Items listed in a dataset:
.....

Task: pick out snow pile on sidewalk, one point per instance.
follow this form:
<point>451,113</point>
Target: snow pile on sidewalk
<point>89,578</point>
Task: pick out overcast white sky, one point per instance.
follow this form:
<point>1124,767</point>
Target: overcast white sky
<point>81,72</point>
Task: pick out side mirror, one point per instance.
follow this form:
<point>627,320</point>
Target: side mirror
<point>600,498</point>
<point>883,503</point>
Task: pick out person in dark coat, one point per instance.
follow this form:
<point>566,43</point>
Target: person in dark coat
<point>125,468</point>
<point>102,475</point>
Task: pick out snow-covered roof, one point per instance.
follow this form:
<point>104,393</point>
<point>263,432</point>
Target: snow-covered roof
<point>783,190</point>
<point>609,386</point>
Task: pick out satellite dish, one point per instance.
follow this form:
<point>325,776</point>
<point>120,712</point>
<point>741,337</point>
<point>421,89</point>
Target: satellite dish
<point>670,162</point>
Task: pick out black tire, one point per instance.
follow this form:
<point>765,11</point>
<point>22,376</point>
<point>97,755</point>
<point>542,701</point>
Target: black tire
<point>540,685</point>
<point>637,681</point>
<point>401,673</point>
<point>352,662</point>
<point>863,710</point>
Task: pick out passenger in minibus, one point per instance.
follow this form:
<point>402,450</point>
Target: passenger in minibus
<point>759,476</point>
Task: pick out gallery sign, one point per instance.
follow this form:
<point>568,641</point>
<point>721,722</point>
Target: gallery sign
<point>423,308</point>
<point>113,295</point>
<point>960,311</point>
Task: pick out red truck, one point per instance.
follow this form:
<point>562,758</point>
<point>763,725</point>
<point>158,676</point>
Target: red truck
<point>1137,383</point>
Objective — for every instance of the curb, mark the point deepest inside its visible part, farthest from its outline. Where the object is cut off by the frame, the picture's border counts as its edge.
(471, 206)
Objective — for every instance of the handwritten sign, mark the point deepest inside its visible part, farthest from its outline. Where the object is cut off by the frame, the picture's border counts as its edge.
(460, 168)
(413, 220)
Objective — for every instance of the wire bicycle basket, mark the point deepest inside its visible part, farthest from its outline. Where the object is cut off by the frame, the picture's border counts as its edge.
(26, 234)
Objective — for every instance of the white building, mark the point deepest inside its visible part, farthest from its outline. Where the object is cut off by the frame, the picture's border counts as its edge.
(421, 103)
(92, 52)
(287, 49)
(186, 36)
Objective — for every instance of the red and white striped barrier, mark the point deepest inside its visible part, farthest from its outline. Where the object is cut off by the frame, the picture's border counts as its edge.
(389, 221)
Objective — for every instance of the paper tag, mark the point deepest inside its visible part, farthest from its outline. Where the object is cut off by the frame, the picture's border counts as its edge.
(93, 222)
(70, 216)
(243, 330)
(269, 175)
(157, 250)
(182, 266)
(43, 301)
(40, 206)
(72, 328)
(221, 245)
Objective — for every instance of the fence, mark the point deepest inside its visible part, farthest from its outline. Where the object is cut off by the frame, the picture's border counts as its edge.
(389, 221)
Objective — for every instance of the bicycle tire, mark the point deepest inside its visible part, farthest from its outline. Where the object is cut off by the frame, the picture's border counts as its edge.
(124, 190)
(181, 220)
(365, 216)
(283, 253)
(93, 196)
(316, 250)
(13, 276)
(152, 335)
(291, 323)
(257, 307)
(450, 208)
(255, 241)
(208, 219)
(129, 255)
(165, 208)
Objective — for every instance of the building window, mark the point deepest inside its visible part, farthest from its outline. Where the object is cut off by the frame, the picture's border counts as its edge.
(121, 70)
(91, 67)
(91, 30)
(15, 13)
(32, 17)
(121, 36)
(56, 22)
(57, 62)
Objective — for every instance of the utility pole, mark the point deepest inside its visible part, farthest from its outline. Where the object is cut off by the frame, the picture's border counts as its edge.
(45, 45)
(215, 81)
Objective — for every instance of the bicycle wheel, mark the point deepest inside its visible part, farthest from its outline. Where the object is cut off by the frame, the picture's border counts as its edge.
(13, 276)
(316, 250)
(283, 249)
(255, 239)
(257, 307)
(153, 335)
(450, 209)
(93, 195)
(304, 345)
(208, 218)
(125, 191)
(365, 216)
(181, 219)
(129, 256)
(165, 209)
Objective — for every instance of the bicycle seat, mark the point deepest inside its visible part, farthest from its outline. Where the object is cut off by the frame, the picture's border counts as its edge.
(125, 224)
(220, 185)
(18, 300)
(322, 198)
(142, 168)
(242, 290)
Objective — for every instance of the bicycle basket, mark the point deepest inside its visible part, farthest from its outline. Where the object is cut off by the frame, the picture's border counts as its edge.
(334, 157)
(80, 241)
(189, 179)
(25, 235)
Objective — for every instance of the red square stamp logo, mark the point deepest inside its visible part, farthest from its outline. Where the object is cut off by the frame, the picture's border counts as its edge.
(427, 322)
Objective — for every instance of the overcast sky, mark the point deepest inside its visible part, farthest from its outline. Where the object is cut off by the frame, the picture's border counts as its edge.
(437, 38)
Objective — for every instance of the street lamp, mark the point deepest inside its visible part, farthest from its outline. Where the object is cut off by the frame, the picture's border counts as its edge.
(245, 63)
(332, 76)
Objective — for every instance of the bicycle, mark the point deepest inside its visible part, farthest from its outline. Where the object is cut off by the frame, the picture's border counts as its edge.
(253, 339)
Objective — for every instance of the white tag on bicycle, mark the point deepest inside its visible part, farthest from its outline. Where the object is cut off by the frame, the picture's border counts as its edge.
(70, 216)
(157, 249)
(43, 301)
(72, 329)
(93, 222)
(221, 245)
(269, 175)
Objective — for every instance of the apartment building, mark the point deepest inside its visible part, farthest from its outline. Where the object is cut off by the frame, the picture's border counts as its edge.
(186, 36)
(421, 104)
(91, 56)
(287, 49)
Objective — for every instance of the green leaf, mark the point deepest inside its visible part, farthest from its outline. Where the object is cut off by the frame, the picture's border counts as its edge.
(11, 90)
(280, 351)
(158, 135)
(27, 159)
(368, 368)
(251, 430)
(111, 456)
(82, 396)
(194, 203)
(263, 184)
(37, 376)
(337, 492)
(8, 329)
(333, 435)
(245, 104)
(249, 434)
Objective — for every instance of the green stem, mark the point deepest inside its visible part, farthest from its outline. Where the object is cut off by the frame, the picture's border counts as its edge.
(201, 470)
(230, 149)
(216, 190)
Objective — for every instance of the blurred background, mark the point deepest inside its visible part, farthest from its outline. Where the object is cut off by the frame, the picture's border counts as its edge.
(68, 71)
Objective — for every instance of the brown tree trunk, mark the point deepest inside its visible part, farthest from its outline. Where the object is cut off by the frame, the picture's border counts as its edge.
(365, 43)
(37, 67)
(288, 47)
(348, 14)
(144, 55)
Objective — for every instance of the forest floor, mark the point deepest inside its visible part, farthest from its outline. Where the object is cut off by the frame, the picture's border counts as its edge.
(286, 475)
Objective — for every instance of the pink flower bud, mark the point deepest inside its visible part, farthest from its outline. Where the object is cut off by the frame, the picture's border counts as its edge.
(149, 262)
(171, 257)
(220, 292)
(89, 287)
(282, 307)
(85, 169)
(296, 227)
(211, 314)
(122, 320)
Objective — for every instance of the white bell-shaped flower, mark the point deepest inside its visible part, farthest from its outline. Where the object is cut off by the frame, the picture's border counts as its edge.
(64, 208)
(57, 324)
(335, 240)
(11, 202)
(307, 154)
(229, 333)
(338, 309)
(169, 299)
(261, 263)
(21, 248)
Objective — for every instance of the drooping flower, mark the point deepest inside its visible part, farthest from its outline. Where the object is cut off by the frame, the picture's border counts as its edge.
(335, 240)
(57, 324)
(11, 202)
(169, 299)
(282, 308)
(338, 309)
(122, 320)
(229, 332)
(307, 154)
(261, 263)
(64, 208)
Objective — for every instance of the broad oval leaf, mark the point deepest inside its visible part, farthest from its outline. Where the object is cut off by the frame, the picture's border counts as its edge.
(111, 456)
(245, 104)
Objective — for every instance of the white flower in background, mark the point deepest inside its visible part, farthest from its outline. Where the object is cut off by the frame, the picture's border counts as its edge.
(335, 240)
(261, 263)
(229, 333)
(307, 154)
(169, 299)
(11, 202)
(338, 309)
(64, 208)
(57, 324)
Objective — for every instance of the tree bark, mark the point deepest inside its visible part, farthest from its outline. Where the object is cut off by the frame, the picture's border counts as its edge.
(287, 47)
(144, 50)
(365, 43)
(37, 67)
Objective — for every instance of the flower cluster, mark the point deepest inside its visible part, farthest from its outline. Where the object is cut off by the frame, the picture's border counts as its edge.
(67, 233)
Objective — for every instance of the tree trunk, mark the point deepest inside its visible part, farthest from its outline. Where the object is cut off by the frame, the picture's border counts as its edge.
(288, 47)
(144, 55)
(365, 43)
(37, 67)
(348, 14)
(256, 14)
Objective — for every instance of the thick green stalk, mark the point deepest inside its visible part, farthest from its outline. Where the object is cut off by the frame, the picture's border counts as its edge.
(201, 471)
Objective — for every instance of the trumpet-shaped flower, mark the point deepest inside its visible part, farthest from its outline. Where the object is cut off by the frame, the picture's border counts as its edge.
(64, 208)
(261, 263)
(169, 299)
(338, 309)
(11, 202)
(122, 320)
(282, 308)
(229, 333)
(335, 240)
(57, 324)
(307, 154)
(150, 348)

.....

Work to be completed | Go through the entries and copy each line holding the string "Task".

Answer below |
Task: pick out snow pile on sidewalk, one point per instance.
Task: pick out overcast white sky, one point per instance.
Task: pick out side mirror, one point per instance.
Task: pick out person in dark coat, one point per instance.
Task: pick out snow-covered roof, one point per instance.
Task: pick out satellite dish, one point per instance.
Task: pick out black tire, one point per instance.
Task: pick out passenger in minibus, one point per instance.
Task: pick out gallery sign, one point per instance.
Task: pick out red truck, one point per instance.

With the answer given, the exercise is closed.